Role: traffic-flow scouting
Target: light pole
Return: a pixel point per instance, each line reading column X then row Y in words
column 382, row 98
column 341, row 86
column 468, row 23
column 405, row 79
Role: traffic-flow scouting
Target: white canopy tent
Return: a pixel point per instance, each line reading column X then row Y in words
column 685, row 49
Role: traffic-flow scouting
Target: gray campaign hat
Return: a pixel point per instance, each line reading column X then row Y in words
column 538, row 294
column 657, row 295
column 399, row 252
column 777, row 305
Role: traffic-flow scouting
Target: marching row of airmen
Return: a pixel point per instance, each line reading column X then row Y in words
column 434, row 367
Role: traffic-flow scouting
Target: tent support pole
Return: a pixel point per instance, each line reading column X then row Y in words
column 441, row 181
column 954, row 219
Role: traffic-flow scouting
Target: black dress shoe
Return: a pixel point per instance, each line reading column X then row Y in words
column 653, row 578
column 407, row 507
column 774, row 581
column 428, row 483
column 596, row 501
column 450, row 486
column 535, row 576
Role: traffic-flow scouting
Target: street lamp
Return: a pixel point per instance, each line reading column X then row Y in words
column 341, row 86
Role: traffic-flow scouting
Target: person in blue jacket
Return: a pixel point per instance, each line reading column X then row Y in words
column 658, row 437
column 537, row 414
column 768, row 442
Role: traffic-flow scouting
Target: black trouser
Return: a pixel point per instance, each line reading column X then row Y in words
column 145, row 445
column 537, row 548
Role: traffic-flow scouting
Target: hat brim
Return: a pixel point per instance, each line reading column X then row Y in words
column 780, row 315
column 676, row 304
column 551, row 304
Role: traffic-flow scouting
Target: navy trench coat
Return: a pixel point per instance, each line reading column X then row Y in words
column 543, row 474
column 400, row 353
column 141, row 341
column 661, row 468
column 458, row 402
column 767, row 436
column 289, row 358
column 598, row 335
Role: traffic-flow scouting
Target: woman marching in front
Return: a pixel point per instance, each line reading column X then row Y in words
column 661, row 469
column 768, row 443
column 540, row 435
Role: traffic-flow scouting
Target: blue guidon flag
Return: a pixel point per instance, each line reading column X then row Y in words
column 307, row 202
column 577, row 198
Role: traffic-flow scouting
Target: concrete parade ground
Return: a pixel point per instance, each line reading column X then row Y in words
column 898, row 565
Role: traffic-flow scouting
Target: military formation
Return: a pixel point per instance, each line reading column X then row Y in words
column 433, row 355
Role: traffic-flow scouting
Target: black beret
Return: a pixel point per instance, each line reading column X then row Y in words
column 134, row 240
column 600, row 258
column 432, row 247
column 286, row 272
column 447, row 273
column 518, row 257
========================================
Reproduce every record above verbatim, line for line, without altering, adding, or omitting anything.

Role: traffic-flow scouting
Target: light pole
Return: a pixel point per instance, each line reading column X then row Y in words
column 382, row 98
column 341, row 86
column 468, row 23
column 405, row 79
Role: traffic-flow scouting
Target: white canopy tent
Return: a pixel point per instance, each line reading column X then row Y in words
column 685, row 49
Role: traffic-flow scouting
Target: gray campaign hat
Return: a pixel point per instance, each line reading column X then row Y in words
column 538, row 294
column 657, row 295
column 399, row 252
column 777, row 305
Role: traffic-flow scouting
Target: marching row of airmen
Return: a pixel point per instance, each line reading column X then row Y in words
column 434, row 367
Role: traffic-flow scouting
Target: tent support pole
Return: a pixel point per instance, each line reading column X then row Y in words
column 441, row 181
column 954, row 219
Role: traffic-flow scouting
Target: black dress shoe
Return: a pixel point per instance, each line reading column X then row Y in words
column 653, row 578
column 407, row 507
column 774, row 581
column 428, row 483
column 596, row 501
column 450, row 486
column 535, row 576
Role: traffic-flow scouting
Target: street lamp
Return: a pixel point per instance, each line reading column X then row Y in words
column 341, row 86
Role: traffic-flow scouting
Target: person in blue jacket
Return: a pixel point per instance, each line reading column X then row Y in words
column 658, row 437
column 537, row 414
column 768, row 442
Role: traffic-flow scouting
Target: black trouser
Return: a pixel point per instance, each line reading column X then row Y in words
column 145, row 445
column 537, row 548
Role: traffic-flow scouting
Target: hat brim
Return: a pixel point per instance, each line reading column X then row Y in words
column 780, row 315
column 676, row 304
column 551, row 304
Role: traffic-flow scouting
Target: navy trench coat
Return: a pixel point per instance, each line reading column X then row Y in words
column 543, row 474
column 400, row 353
column 141, row 341
column 661, row 468
column 458, row 402
column 767, row 436
column 289, row 358
column 598, row 335
Role: traffic-flow scouting
Target: woman marching in front
Return: a pixel point per instance, each line reading column X then row Y in words
column 661, row 469
column 768, row 443
column 540, row 435
Role: traffic-flow scouting
Target: blue guidon flag
Return: a pixel point per instance, each line reading column X then row Y in words
column 307, row 202
column 577, row 198
Role: traffic-flow scouting
Target: concrete parade ground
Return: a pixel point per instance, each line reading column X then row Y in words
column 898, row 565
Role: traffic-flow scouting
Target: military formation
Return: a pixel point per instance, each line reading column X then row Y in words
column 433, row 355
Role: traffic-flow scouting
Target: black beret
Return: a pixel point per instance, each line reading column X then row Y in words
column 134, row 240
column 600, row 258
column 432, row 247
column 286, row 272
column 447, row 273
column 518, row 257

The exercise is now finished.